What the exercise asks ▸
Copy out every item below word for word.

## BEGIN Entries supplied

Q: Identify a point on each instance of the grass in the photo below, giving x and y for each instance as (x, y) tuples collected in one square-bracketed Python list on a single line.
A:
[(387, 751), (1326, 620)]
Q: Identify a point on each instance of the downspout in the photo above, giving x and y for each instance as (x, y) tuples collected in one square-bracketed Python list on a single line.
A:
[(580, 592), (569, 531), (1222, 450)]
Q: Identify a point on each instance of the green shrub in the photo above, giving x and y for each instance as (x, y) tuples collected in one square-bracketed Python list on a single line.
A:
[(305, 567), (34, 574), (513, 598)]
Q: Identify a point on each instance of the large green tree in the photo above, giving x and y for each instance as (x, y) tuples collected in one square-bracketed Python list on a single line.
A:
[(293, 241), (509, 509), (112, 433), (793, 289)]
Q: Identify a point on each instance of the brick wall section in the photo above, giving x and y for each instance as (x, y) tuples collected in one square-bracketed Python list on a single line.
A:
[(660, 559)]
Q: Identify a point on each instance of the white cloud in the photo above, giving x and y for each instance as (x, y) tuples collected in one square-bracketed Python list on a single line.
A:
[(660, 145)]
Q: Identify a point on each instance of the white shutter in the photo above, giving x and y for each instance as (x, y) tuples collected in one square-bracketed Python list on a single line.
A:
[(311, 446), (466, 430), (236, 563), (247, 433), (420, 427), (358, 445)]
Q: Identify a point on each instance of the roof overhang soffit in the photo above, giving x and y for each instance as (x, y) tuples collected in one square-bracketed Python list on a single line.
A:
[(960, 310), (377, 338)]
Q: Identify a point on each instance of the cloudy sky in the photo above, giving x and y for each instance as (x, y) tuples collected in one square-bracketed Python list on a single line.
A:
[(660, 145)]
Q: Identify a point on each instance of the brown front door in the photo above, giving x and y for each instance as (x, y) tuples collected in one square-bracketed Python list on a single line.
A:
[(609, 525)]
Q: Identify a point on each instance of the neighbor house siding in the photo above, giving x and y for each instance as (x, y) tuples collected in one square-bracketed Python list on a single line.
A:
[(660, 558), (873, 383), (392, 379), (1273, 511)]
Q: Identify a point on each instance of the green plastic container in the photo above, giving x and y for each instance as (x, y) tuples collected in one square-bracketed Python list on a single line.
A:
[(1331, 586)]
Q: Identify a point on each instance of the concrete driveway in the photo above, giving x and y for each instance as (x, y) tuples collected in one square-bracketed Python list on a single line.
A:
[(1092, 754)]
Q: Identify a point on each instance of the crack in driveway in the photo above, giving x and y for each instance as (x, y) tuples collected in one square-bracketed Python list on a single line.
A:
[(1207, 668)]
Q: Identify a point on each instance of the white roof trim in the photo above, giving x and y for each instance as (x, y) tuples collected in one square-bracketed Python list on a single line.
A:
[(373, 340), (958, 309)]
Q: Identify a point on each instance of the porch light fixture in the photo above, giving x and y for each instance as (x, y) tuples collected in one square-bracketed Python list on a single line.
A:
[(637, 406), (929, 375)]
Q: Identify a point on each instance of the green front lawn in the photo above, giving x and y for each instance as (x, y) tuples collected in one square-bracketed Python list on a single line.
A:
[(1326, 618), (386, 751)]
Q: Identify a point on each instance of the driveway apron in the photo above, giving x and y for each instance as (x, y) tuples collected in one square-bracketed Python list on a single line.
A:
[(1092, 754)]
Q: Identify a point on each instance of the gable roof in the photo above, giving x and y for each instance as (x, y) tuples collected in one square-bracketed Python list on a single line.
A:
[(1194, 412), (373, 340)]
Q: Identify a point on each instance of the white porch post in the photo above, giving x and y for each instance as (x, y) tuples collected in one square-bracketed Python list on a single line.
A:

## END Entries supplied

Solution to this task ▸
Q: Identify a point on each instance of the grass in the photo below, giving x and y for each instance as (x, y) tuples collected in one square-bracketed Python list on a single line.
A:
[(387, 751), (1326, 620)]
Q: Identify a point on each instance of the downspout in the photo above, giving x and y for each instance as (x, y) tuples collected in one square-bracketed Python list on a single line.
A:
[(580, 592), (569, 531), (1222, 450)]
Q: Identify a point on each instance of the green shrub in the photo above, giving x and y for each instance as (x, y) tuples collected in one square-bracketed Python list on a single line.
A:
[(305, 567), (34, 574), (513, 598)]
Q: Identify a point on each instance of the large green tree in the photo above, giving x and y for each instance as (x, y) tuples collected in one square-bracketed Python list on a single line.
A:
[(293, 241), (509, 509), (112, 433), (793, 289)]
Q: Identify a point on each instance of the brick wall section in the photo above, giving x and y for each instance as (x, y) tuples collected in one square-bracketed Python list on a single line.
A:
[(660, 559)]
Q: Identify a point on each instance of the white cloud in the photo above, giving x and y for each instance as (x, y) tuples collected in one square-bracketed Python list on a single line.
A:
[(660, 145)]
Q: Identify a point on each instance of the white shutter in the photo above, giving x and y for each instance as (x, y) tuples collected in one square-bracketed Python list on a single line.
A:
[(311, 446), (466, 430), (236, 563), (247, 433), (420, 427), (358, 445)]
Q: Identify a point on each instance of the roof overhang soffit in the photo above, giving x and y for each instance as (x, y) tuples collected in one square-bracketed Python list on a single line.
A:
[(960, 310), (377, 338)]
Q: Identify a point on each instance of the cloudy sky in the photo above, giving x and y for each instance as (x, y) tuples collected in one square-bracketed Python list on a single line.
A:
[(660, 145)]
Q: Identify a point on each instance of the brown front door in the photo above, giving x and y for each instance as (x, y) tuples collected in one square-bracketed Python list on a single line.
A:
[(609, 525)]
Q: Identify a point on each instance of the neighbor house siding in the photo above, giving x and y for each instance as (x, y) tuples collected in one square-bracketed Python list on a single line.
A:
[(660, 558), (873, 383), (392, 379), (1273, 511)]
Q: Identify a point on each instance of the green plastic container in the photo above, giving x and y for each instance as (x, y) tuples collected in one square-bracketed Python list on a single line.
A:
[(1331, 586)]
Q: Identify a point on each instance of the concrete driveway in the photo above, giving x and y for each instance as (x, y) tuples collected in one square-bracketed Python list on a single line.
A:
[(1092, 754)]
Q: Identify a point on each instance of the crack in driveway in the photo above, giving x and y for each instance as (x, y) tuples collected in one square-bracketed Python list on a single line.
A:
[(1207, 668)]
Q: Identify a point on each instance of the white roof trim in the photo above, giving x and y for each instance as (x, y) tuples collected in one square-bracketed Python list on a single line.
A:
[(373, 340), (958, 309)]
Q: Identify a point on each instance of the porch light fixture in the photo above, giving x and y for each instance as (x, y) tuples collected in one square-bracketed Python list on a single line.
A:
[(637, 406), (929, 375)]
Q: Identify a point on each instance of the green front lawn in the photo above, giving x and y for each instance as (x, y) tuples collected in one square-bracketed Python list on a single line.
A:
[(1326, 618), (386, 751)]
Q: Identify a point on each instance of the driveway apron in the photo above, giving x and y for each instance as (x, y) tuples collected in one square-bracketed Python list on a single line.
A:
[(1092, 754)]
Q: Identify a point on each instance of the gable roof in the photo above, giving x and y for each instance as (x, y) tuples collected in one square-bracketed Python list on a single line.
A:
[(1194, 412), (373, 340)]
Q: Identify a point on each instance of the white porch post in the photo above, giving x and y for each instance as (x, y) tuples collected in one square-bracketed Python list on a single line.
A:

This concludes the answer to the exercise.